- [Fragmento proporcionado]:
>>>>
En el fondo, el empleo de toda esta retórica apuesta a mantener a este sector como un fiel vasallo subordinado al Estado. Alimentar, mantener y lucrar políticamente con la noción de vocación, sirve a este fin. Según se requiera, un día los maestros son convenientemente investidos como héroes, pero al otro, son señalados como responsables del desastre educativo nacional. Cada vez que ocurre un lamentable accidente o una agresión que involucra a las escuelas, la andanada de declaraciones, reclamos, protestas veladas o abiertas, se manifiestan enseguida. La sociedad y las autoridades educativas de todos los niveles, rangos y colores partidistas, terminan apuntando su dedo flamígero hacia las y los maestros.
<<<<
- [Problema planteado]: Vuelve a escribir el fragmento sobre el magisterio a partir de las palabras "En el fondo, el" y termina después de "y los maestros.", reemplazando "maestros" por "docentes".

Datos de localización de objetos mediante lenguaje natural
>>>>
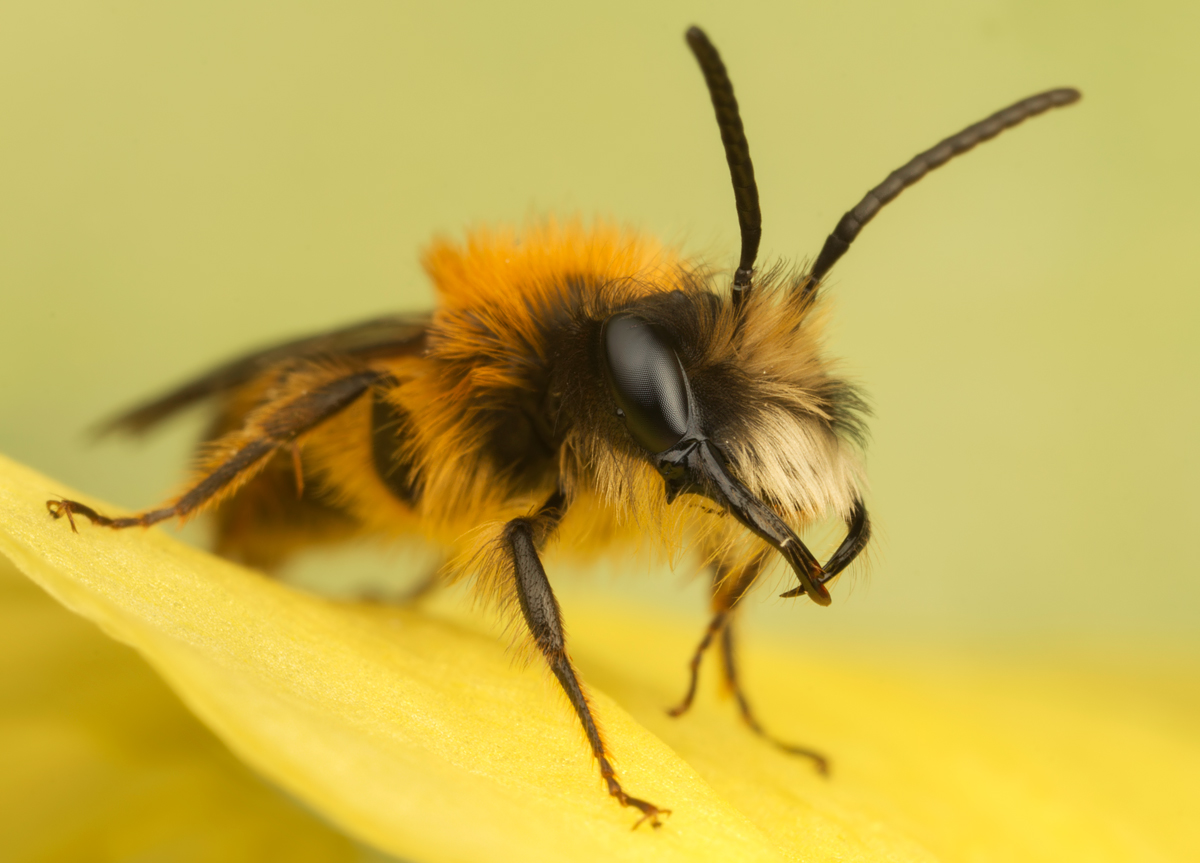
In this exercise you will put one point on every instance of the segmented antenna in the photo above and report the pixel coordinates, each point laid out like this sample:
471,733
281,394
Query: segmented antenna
921,165
737,154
<<<<
- [Solución redactada]:
En el fondo, el empleo de toda esta retórica apuesta a mantener a este sector como un fiel vasallo subordinado al Estado. Alimentar, mantener y lucrar políticamente con la noción de vocación, sirve a este fin. Según se requiera, un día los docentes son convenientemente investidos como héroes, pero al otro, son señalados como responsables del desastre educativo nacional. Cada vez que ocurre un lamentable accidente o una agresión que involucra a las escuelas, la andanada de declaraciones, reclamos, protestas veladas o abiertas, se manifiestan enseguida. La sociedad y las autoridades educativas de todos los niveles, rangos y colores partidistas, terminan apuntando su dedo flamígero hacia las y los docentes.